SOURCE PASSAGE
· · · · · · ·

I do not know what my noble friend intends to do. I know that he will pay great attention to the assurances sincerely given by the noble Lord the Leader of the House. However, I do not think that the noble Lord was adequately reflecting what the report of the Procedure Committee actually says. I support the amendment.

Lord Renton

I should have thought that we could quite well try to get the best of both worlds on this matter. There are some Bills which would need to go to a special Standing Committee so that evidence can be taken. But surely we need not be narrow minded and assume that all such Bills should then be considered further by the special Standing Committee. Of course, some of them should continue to be considered by that committee, but there are other Bills of such wide interest and public importance that they should, as my noble friend the Leader of the House said, be brought to the Floor of the House.

Of course, we are now approving and amending a report of a Select Committee. If I may say so, it is a very good report and, in passing, I should like to congratulate the Chairman of Committees on having presided for the first time over the Procedure Committee with such excellent results. But surely the Rules of the House will eventually have to be amended in order to comply with what we decide today should be the ultimate terms of that Select Committee. When the Rules of the House are amended, could we not achieve the flexibility mentioned by my noble friend the Leader of the House and make it possible, as I said, for us to have the best of both worlds?

Lord Campbell of Alloway

The objection of the noble Lord, Lord McIntosh, is not readily understood against the assurance given by my noble friend the Leader of the House. It is an assurance as to the implementation of a report. Surely that is good enough. Be it so, if later it be embodied in the Rules of the House. We are the masters of our own procedure. Surely an assurance from my noble friend the Leader of the House is totally satisfactory.

4.30 p.m.

Earl Russell

I agree with the noble Lord, Lord Campbell of Alloway: the House is master of its procedures. I listened with care and interest to the Leader of the House. I understand the point he makes. My only anxiety is whether the usual channels are a sufficient mechanism for picking up opinions in all quarters of the House. If we were to adopt the proposals of the Leader of the House, we might need to improve the procedures for input into the usual channels from the Cross Benches.

Lord Houghton of Sowerby

I support the report's recommendations as they stand. I am strongly in favour of using Standing Committees to deal with complex matters which are not controversial in a party sense but which involve a great deal of intricate detail which is more suitable to discussion rather than debate. It is discussion we want where a Bill affects different people differently. We get that in a Standing Committee but not on the Floor of the House. When a Committee stage is on the Floor of the House the attendance is often no better than in a Standing Committee. Also we are yards and yards apart and often inaudible to one another when we are trying to solve an intricate problem. It is better done in a Standing Committee.

The proposal is a novelty in two senses. In my time there have been only two Standing Committees dealing with Bills. I served on one of them. I was greatly impressed by the zealous attendance, application to the task in hand and willingness to reach a settlement on difficult matters. The one thing we did not have, which is mentioned in the report, was the opportunity to consider evidence from interested parties—in writing or orally—before we embarked upon deciding, as a Public Bill Committee, what shape the Bill should take.

· · · · · · ·

WORK INSTRUCTIONS
a: Answer these from the Lords debate on Standing Committees:
(i) Whom does Lord Renton congratulate on presiding over the Procedure Committee for the first time?
(ii) What does Earl Russell say might need improving if the Leader of the House's proposals were adopted?
(iii) How many Standing Committees dealing with Bills does Lord Houghton of Sowerby say there have been in his time?
b: Extend the Lords debate on Standing Committees, picking up after Lord Houghton of Sowerby's last sentence.

INFORMATION PROVIDED
· · · · · · ·

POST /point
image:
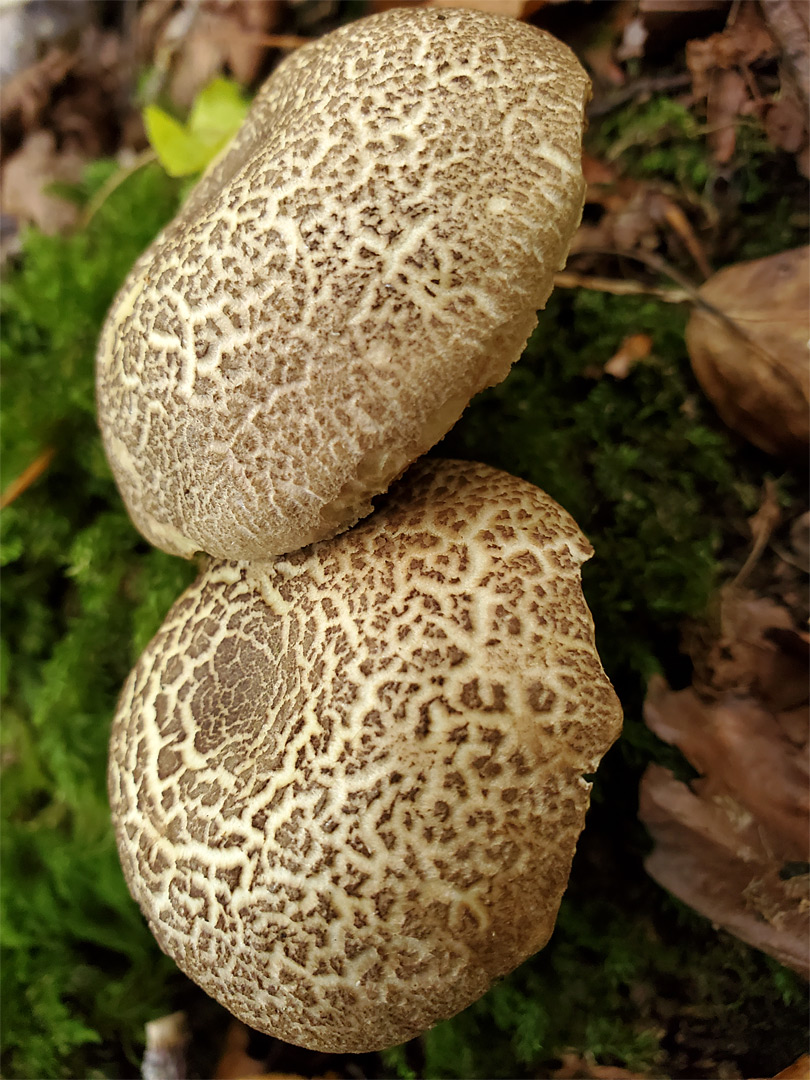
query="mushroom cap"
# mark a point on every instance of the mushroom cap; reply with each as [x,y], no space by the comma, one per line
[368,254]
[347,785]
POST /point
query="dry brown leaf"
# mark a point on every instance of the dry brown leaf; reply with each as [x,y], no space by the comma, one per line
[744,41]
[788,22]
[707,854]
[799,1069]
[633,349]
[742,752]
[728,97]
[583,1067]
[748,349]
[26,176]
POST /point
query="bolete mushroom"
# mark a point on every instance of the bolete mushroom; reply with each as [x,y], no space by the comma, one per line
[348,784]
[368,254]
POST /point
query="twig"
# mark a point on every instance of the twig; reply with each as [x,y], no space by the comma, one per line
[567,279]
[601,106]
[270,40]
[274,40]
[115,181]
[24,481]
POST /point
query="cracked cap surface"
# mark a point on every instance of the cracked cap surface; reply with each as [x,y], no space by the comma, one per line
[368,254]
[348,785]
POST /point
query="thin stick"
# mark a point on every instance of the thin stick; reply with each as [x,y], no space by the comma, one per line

· · · · · · ·

ANSWERS
a:
(i) The Chairman of Committees.
(ii) The procedures for input into the usual channels from the Cross Benches.
(iii) Two.

b:
I wish the other place had done that years and years ago. Standing Committees in another place are deprived of the opportunity of going deeper into the Bill. They are fully exposed to the mischief of lobbies. When a Standing Committee starts in the other place there are a great many lobbies. Representations are made. The public accommodation is crowded. There are queues outside. Everyone is trying to get in to listen to what the Standing Committee is doing. But it is evidence, not pressure, that we want. There is far too much pressure. Here we have an opportunity to listen to evidence.

I am in favour of having a time limit on that procedure. This place is a self-indulgent Chamber. There is no doubt about that. We have no constituents to drive us but, by God, the demon of our congenital make-up drives us on. I am as big a culprit as anyone in the House. It is a good idea to have some discipline on the hearing of evidence, and 28 days is long enough. After all, as my noble friend said, the Bill has already been through this place on Second Reading. Taking evidence will enable us to get a little closer to some of the difficulties of the Bill. I am all in favour of that.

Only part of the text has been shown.